_What the task requires_
In the post on Alta Fixsler, how long did Alta breathe on her own after her breathing tube was removed?

Monday, October 25, 2021
The Culture of Death Kills Alta Fixsler
Alta was alive and breathed on her own for 90 minutes after her breathing tube was removed," Rabbi Elisha Greenbaum wrote, stating the key fact as clearly as possible.
The United Kingdom wanted two-year-old Alta Fixsler, a severely disabled Hasidic girl, dead. The powers-that-be may not have put it that baldly, but they decided to end her life. Fixsler's parents wanted to bring her to Israel. There were offers from American and Israeli hospitals to try experimental treatments. But the medical establishment and the judiciary decided they knew best.
"According to Jewish law, everyone has the right to hydration, nutrition, and respiration, and the removal of that breathing tube was tantamount to murder," Rabbi Greenbaum wrote. "I can accept that others might have different views, yet how could contemporary society not reciprocally respect another perspective on what constituted Alta's best interest?"
And this is exactly the problem. We are living in a supposedly tolerant era — but tolerant only of the views that are trending.
A friend recently told me about an abortion in her family. The doctor advised it because the baby had many problems and was expected to die right away. But who are we to say that shouldn't happen naturally? Let the parents hold their child in their arms, if only for hours or minutes. The baby already is and always will be a part of their lives. It's a fear of suffering and sacrifice that makes abortion and physician-assisted suicide palatable, maybe even desirable. It's economics and ideology that drive a hospital and a court to decide — to insist — that a child be killed against the wishes of her parents. Alta was treated worse than we treat hardened criminals.
What was just done to Alta is a grave sin according to the Jewish law by which Abraham and Chaya Fixsler, Alta's parents, live their lives. By what authority does a court or a doctor negate their religious freedom and Alta's right to life? A judge reasoned that we don't actually know whether or not Alta would agree with the way the Fixslers chose to keep her alive.

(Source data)
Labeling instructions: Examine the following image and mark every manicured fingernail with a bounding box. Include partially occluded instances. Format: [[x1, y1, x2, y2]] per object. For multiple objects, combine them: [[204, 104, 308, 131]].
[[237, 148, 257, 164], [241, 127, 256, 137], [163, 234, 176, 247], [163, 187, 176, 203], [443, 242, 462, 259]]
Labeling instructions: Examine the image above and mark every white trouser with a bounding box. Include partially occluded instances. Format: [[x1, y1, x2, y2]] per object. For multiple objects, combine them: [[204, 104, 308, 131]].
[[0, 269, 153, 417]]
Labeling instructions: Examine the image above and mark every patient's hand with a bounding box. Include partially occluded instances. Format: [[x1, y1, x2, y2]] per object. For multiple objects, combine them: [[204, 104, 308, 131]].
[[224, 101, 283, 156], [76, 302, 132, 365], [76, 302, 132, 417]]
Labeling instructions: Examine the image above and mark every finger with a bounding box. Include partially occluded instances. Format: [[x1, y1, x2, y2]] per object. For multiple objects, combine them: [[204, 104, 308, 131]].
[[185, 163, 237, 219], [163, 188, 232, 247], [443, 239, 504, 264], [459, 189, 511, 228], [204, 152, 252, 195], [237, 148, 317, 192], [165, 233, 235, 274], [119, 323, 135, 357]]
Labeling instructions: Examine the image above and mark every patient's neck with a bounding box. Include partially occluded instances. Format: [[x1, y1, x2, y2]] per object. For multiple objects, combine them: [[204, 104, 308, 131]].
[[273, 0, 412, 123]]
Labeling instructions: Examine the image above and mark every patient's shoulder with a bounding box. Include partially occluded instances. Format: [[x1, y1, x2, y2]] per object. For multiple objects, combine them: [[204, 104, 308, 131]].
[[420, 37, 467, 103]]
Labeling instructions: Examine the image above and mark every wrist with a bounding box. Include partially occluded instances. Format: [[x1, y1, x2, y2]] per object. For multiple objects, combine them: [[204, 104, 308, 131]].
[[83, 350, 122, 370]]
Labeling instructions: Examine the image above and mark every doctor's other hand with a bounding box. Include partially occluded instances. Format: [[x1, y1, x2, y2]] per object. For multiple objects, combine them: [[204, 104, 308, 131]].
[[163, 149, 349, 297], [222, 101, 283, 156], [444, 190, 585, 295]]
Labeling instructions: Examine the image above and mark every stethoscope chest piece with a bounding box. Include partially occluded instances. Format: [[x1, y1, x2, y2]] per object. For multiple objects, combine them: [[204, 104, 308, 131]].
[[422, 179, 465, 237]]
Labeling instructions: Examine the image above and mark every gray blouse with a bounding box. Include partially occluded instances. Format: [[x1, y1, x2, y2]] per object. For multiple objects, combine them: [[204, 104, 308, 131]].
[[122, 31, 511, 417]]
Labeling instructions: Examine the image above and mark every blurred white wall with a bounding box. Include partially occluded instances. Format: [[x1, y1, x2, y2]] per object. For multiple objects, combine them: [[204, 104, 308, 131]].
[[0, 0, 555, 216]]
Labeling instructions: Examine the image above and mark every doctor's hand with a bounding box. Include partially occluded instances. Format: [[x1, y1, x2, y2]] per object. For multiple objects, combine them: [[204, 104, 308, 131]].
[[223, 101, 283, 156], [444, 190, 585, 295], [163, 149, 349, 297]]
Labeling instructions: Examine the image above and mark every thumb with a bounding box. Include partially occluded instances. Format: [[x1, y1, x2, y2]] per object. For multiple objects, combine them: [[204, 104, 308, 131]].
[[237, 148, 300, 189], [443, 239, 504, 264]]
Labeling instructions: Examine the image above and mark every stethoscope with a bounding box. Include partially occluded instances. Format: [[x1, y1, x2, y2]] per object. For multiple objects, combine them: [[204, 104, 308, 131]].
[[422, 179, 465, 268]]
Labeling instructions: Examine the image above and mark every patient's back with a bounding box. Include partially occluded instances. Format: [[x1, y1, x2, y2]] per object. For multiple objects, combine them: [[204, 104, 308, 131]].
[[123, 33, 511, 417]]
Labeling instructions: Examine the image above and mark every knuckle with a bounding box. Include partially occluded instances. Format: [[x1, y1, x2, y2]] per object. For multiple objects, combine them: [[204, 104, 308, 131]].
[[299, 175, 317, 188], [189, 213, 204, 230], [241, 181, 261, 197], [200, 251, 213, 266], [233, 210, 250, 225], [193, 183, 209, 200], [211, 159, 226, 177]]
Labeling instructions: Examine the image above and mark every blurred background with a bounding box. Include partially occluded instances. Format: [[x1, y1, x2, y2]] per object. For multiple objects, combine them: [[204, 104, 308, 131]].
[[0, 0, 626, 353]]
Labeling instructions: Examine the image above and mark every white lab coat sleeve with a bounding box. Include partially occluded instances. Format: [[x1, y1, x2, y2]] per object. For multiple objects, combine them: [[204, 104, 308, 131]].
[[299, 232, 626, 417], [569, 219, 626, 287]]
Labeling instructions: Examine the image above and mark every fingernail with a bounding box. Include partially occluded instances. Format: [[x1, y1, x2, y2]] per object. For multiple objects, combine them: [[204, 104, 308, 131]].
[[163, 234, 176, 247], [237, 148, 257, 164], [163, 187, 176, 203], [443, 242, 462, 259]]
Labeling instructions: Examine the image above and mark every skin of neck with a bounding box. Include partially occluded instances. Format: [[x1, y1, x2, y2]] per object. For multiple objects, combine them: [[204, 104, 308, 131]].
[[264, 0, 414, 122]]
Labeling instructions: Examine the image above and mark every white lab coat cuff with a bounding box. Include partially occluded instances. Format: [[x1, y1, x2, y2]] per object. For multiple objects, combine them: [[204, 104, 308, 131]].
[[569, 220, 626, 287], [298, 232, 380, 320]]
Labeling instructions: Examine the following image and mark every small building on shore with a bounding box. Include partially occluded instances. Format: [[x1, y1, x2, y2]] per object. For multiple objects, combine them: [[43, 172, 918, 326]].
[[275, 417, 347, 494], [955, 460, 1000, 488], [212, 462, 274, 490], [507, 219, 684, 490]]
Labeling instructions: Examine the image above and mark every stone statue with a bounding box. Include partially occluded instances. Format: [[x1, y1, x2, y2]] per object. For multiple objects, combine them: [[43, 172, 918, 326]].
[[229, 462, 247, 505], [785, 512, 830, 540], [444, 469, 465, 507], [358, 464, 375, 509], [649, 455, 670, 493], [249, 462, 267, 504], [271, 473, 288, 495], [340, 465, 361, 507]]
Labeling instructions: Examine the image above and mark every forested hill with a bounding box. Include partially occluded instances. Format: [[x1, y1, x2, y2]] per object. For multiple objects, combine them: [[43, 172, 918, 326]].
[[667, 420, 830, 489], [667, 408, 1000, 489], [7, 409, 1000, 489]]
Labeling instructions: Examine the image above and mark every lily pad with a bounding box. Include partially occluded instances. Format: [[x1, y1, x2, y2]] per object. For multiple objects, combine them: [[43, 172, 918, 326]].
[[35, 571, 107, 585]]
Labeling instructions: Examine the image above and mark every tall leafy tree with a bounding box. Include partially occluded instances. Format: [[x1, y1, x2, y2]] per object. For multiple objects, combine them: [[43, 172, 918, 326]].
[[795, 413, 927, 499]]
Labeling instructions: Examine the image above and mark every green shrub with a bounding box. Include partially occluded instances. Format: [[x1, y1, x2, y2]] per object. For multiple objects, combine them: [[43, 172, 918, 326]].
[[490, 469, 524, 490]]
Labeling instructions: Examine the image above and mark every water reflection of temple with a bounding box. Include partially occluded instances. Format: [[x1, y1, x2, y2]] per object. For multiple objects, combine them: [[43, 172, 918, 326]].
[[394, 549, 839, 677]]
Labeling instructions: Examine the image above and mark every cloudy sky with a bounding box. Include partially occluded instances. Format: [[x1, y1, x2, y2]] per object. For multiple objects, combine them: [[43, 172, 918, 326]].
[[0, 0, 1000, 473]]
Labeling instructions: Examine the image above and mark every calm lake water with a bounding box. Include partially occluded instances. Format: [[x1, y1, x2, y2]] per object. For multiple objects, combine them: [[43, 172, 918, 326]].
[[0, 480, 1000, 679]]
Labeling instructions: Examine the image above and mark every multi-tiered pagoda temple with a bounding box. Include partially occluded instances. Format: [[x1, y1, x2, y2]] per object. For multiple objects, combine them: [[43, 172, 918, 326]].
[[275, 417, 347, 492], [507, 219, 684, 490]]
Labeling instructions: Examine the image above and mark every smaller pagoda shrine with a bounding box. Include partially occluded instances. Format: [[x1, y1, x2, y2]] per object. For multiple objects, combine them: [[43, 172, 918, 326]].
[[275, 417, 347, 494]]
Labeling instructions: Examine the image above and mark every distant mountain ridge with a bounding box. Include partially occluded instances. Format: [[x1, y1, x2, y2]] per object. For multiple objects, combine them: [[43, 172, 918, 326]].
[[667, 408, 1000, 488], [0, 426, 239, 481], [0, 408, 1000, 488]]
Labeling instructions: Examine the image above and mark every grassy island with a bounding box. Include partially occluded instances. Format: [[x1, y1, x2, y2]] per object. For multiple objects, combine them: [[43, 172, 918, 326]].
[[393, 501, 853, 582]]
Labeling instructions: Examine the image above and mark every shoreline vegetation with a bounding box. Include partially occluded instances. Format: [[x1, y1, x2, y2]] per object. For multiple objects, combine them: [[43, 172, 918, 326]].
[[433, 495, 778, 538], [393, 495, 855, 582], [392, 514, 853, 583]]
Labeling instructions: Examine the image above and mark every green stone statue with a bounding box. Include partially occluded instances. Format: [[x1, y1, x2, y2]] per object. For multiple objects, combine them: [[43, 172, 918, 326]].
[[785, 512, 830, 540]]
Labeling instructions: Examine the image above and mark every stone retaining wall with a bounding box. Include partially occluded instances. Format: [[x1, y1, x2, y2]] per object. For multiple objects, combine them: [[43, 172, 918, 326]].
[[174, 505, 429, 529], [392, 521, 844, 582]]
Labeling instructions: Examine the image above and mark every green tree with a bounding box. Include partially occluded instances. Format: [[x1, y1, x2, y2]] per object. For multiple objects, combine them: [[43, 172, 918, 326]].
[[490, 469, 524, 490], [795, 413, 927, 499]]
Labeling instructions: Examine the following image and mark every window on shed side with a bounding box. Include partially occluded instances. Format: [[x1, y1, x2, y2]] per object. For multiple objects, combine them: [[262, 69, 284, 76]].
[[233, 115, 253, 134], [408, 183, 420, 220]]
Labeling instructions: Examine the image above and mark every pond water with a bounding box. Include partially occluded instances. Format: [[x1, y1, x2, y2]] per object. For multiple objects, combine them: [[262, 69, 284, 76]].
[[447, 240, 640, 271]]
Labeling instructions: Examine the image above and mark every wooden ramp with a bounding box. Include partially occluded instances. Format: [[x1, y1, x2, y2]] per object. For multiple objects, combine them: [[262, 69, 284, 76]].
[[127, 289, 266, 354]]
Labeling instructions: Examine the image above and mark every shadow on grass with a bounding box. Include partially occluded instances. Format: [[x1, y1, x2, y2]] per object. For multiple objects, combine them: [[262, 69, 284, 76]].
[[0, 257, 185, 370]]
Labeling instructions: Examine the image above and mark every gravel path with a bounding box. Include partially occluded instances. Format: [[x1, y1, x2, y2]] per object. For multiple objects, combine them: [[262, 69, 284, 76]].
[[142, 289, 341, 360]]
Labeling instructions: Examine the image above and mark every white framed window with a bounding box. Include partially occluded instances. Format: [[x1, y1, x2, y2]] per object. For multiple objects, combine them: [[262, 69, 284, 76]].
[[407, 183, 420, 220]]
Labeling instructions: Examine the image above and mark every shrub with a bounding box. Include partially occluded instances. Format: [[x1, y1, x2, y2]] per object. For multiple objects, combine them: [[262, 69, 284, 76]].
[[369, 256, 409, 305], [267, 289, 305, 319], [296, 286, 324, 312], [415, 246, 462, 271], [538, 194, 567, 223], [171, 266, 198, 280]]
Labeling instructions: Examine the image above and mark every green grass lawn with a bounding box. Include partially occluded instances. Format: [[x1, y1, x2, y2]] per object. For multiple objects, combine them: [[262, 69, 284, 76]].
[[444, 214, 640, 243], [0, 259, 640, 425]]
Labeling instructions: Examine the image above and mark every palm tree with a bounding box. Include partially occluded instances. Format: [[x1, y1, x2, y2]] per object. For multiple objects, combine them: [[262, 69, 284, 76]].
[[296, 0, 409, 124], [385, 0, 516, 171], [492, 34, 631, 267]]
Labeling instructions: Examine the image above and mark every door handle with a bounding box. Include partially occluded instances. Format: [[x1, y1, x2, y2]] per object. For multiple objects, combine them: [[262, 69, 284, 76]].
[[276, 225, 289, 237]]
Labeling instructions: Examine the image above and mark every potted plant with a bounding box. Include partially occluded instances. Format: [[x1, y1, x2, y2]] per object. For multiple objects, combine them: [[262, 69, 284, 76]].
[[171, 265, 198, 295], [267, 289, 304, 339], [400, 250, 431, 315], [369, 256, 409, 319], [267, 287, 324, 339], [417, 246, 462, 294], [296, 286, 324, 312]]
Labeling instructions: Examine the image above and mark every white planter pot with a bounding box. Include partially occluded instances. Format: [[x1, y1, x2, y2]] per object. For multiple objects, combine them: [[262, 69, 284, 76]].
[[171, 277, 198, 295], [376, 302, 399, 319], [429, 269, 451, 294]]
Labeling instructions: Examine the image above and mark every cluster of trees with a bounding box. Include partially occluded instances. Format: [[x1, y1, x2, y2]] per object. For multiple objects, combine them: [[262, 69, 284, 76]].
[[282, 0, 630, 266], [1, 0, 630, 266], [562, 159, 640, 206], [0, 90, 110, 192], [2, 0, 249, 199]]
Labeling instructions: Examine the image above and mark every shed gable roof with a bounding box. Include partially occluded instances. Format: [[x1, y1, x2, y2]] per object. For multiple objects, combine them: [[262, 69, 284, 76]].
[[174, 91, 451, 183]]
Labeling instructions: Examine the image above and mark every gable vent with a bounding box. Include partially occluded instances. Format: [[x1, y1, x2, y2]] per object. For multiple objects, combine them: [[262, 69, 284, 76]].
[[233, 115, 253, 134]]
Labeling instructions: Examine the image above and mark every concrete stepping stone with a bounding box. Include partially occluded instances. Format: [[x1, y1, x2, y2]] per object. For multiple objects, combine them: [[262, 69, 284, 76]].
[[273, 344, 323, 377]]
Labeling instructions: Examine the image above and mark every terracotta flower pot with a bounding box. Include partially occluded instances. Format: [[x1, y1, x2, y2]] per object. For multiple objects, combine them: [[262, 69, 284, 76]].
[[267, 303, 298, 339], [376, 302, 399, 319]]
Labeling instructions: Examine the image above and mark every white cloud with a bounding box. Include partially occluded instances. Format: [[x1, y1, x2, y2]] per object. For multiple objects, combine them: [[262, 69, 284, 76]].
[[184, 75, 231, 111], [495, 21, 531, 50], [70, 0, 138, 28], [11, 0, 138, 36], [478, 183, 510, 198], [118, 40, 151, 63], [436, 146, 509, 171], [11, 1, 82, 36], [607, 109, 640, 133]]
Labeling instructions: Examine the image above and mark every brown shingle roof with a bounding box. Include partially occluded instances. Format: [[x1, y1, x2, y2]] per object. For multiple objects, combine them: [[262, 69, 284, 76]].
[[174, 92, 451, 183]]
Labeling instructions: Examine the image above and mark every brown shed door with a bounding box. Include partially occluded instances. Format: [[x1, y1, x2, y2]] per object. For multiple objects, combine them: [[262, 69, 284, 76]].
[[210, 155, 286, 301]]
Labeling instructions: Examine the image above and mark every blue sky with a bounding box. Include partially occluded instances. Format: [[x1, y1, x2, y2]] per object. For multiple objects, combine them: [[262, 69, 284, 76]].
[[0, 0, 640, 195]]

_Task output_
90 minutes